Passage shown ::
━━━

I have been both a fulltime careerist and a fulltime homemaker. I was trained for the former. I remember times when
*I wished I had the equivalent of a “wife” so that when I got home from long hours at my job, someone would have dinner ready, my clothes clean for tomorrow, my babies home and taken care of, and my house clean. Instead this tired mom got home around 6 or 7, nursed a hungry baby, made dinner, ground baby food for the next day, cleaned up the kitchen, did some laundry, repacked the diaper bag, bathed the baby, tried to spend “quality” time with her, and fell into bed exhausted for three hours sleep before baby’s next feeding. Everything repeated starting at 6:30 A.M.
*I wished that I could work (my job) during the late afternoon and evening when I was tired. Instead I gave my fresh hours to my job and then when I came home tired, I got to spend time with my husband and children. Even though it wasn’t an option, I knew that if I could give those tired hours to my job, I wouldn’t be able to excel there, nor to keep job security, nor to feel like I was giving my best. (No one cared that I wasn’t giving my best to my family…)
That feeling wasn’t there until I had babies; the young, childless me had energy after work!These were the kind of things that I pondered over and over during the ten years that I worked fulltime. I slowly realized that a woman couldn’t do it all, despite appearances. And it was exhausting trying to.
Most of my colleagues didn’t really try although they told themselves they did. They either didn’t have babies; put off having them until they had fertility problems; or succumbed to “the best” daycares, bottle fed babies, and often divorce. Their older children looked more to their peers for models than to any adult. Parents easily sighed that there wasn’t anything they could do: “you know how kids are.” And everyone, I mean everyone, agreed that once they became teenagers they would rebel despite anything that could be done.

━━━

Source material ::
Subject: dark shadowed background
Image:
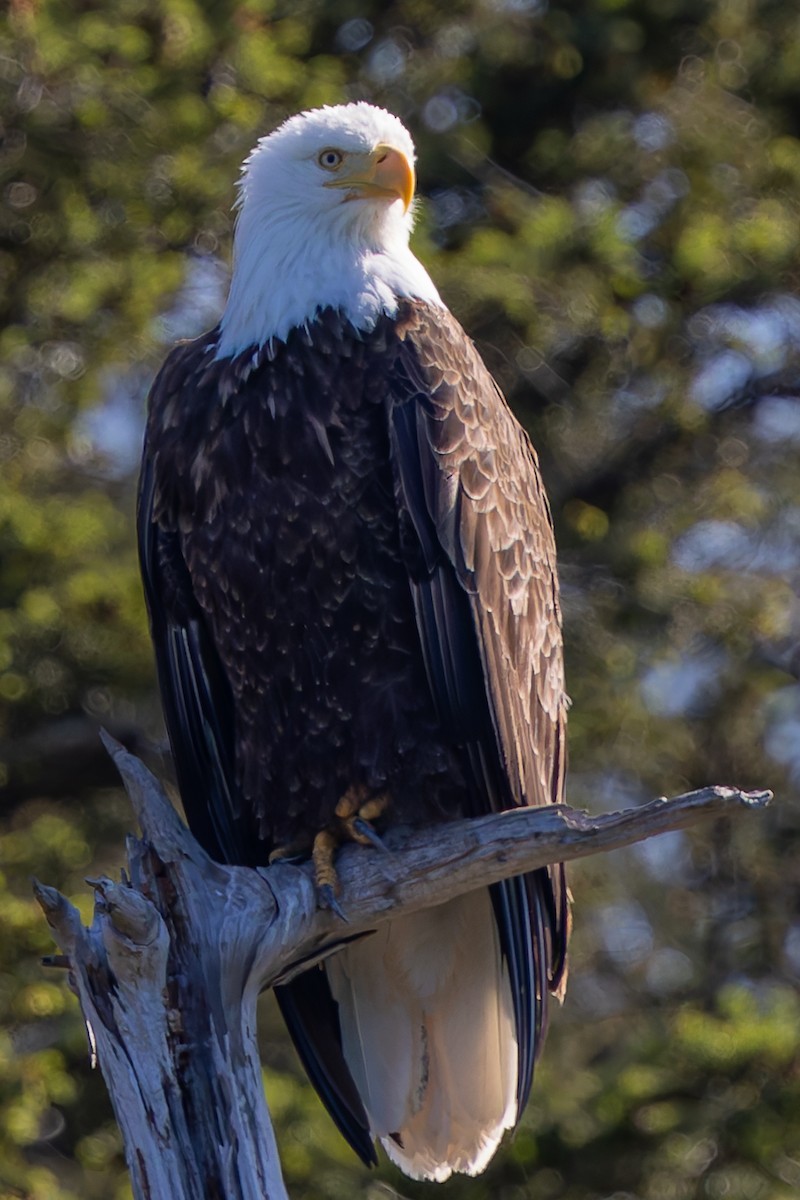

━━━

Instructions ::
**A.** From the passage on career and homemaking, list the things the writer wished a "wife" would have done by the time she got home from her job.
**B.** In the passage on career and homemaking, why does the writer say that giving her tired evening hours to her job would not have worked?
**C.** Reproduce the wording of the passage on career and homemaking between "Most of my colleagues" and "could be done.", inclusive.
The material isn't needed for the tasks.

Expected answers ::
**A.**
Dinner ready
Clothes clean for tomorrow
Babies home and taken care of
House clean

**B.** She knew that if she gave those tired hours to her job, she wouldn't be able to excel there, keep job security, or feel that she was giving her best.

**C.**
Most of my colleagues didn’t really try although they told themselves they did. They either didn’t have babies; put off having them until they had fertility problems; or succumbed to “the best” daycares, bottle fed babies, and often divorce. Their older children looked more to their peers for models than to any adult. Parents easily sighed that there wasn’t anything they could do: “you know how kids are.” And everyone, I mean everyone, agreed that once they became teenagers they would rebel despite anything that could be done.